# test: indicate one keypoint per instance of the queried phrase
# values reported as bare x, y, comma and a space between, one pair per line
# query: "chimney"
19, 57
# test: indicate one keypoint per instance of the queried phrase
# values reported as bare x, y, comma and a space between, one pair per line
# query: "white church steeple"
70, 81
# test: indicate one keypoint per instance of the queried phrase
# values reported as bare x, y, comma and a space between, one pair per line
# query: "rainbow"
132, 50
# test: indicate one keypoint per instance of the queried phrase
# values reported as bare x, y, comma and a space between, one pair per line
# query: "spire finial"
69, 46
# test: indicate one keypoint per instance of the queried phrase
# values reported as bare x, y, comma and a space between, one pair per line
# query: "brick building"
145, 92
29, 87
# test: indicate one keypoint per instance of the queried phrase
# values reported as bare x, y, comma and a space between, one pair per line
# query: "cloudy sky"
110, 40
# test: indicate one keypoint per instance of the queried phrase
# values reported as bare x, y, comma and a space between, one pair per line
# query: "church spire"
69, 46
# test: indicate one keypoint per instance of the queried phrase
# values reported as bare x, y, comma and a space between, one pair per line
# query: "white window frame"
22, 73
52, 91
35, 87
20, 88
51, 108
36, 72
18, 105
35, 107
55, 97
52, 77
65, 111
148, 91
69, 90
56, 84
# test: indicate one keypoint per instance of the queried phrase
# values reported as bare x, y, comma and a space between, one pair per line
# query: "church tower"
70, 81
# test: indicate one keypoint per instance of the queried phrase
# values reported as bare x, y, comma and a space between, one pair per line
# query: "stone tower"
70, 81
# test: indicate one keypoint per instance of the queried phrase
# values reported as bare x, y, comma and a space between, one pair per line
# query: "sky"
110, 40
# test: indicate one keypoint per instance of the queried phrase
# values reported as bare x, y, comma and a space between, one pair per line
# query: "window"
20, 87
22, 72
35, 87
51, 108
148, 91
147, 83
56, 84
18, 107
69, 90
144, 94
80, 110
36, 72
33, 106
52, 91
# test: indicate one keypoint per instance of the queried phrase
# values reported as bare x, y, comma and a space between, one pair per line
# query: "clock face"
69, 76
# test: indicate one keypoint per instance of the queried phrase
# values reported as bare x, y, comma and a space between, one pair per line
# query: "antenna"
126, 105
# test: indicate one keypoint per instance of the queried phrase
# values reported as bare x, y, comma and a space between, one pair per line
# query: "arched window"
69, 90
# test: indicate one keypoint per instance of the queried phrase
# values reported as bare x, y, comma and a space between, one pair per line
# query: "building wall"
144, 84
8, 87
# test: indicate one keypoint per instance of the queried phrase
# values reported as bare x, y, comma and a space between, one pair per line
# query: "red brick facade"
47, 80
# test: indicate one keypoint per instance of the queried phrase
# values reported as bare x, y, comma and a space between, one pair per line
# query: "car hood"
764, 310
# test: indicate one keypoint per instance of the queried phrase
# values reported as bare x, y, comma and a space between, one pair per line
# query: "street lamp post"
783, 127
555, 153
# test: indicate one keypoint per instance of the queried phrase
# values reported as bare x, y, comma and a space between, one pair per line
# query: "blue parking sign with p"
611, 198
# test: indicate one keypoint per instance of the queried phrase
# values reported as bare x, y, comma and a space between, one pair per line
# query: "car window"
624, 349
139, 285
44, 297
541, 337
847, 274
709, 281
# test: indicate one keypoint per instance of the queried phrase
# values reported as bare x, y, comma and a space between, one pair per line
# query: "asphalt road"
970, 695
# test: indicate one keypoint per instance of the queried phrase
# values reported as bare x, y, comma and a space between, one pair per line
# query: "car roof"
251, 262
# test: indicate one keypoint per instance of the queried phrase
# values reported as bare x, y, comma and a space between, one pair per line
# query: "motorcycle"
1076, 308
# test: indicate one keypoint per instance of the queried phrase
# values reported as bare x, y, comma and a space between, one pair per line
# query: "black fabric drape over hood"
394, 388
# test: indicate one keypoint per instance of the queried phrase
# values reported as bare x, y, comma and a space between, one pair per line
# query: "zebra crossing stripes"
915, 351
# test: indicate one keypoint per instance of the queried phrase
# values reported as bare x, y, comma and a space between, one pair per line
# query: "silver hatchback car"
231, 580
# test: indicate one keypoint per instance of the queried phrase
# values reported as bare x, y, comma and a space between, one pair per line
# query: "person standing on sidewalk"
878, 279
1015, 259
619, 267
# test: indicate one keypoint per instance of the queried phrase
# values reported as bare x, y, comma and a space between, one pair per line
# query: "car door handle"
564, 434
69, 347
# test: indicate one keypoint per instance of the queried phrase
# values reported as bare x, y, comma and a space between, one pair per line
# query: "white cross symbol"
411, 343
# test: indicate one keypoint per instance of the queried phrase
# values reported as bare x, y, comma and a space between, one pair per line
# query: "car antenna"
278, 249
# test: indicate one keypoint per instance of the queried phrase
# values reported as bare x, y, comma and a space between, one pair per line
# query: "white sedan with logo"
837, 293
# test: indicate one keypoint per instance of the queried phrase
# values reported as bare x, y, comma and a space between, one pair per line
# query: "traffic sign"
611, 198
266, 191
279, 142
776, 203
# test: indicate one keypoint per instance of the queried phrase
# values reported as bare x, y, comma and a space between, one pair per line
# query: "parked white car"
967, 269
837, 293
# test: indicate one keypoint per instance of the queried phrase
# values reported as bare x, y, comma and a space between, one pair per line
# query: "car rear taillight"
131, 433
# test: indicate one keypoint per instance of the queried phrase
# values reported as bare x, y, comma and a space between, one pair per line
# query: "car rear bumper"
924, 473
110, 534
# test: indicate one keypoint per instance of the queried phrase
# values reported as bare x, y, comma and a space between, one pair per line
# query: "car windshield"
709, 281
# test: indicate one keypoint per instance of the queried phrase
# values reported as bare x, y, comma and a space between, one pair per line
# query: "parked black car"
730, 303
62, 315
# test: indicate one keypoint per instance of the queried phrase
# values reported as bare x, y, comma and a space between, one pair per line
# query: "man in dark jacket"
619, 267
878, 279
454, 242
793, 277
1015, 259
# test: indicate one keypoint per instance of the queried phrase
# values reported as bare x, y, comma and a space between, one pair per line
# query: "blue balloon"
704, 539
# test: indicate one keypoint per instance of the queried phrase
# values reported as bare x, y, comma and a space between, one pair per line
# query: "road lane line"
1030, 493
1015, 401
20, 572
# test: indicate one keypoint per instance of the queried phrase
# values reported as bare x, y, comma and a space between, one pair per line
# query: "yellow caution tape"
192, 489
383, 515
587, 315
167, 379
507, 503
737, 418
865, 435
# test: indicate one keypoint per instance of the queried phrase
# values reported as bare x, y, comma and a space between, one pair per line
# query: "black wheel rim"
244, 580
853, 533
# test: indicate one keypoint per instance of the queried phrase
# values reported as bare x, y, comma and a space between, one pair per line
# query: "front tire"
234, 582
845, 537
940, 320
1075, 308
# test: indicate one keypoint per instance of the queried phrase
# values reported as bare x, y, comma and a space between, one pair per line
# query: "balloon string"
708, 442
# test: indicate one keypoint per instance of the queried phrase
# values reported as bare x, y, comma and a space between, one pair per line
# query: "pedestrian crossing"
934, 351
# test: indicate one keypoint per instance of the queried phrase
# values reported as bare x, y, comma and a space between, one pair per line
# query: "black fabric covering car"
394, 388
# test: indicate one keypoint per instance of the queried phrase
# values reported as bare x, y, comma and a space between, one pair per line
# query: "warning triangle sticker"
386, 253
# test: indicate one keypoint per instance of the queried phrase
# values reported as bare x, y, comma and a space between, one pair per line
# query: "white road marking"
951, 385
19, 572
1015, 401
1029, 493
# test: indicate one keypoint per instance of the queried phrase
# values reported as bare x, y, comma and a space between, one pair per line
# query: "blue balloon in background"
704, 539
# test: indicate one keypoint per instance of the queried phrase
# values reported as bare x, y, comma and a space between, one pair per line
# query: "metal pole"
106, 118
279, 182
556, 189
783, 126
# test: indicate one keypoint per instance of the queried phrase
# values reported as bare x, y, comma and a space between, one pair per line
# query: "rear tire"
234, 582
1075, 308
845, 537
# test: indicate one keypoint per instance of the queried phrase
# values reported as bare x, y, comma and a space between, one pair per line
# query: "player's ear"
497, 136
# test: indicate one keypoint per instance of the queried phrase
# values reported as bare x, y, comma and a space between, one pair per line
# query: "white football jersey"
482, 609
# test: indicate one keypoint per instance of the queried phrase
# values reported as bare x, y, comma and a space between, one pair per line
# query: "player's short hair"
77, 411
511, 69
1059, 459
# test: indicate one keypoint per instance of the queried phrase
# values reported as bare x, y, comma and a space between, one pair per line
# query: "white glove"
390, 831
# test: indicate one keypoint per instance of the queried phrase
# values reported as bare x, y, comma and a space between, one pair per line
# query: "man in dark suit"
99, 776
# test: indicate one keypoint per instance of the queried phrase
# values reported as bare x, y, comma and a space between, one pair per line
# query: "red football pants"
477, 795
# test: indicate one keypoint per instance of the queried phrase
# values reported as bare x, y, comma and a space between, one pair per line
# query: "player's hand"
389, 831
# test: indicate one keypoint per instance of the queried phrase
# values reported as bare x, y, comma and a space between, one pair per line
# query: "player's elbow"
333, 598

OBJECTIVE: Tally the lines of the data above that contain the string "rear", treating uppercase and lowercase as distinct, and give only the resulting number.

ANSWER: 3